Copy the following material line for line, changing nothing.

[START]

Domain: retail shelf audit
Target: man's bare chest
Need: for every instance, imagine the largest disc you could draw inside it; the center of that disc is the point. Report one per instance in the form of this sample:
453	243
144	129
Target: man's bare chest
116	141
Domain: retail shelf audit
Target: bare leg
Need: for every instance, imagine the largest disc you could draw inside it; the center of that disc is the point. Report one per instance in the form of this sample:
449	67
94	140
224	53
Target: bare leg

[END]

FINAL RESULT:
Domain: retail shelf audit
Target: man's bare chest
Need: for every instance, imagine the largest disc you could draw inside it; the center of that disc is the point. Report one per instance in the form of this sample:
453	243
144	129
Target: man's bare chest
116	141
Domain: retail shelf audit
Target: bare leg
Need: for every instance, imagine the largest disc you could draw inside it; the center of that disc is the point. Report one per instance in the form of this sample:
449	67
94	140
224	53
Target: bare leg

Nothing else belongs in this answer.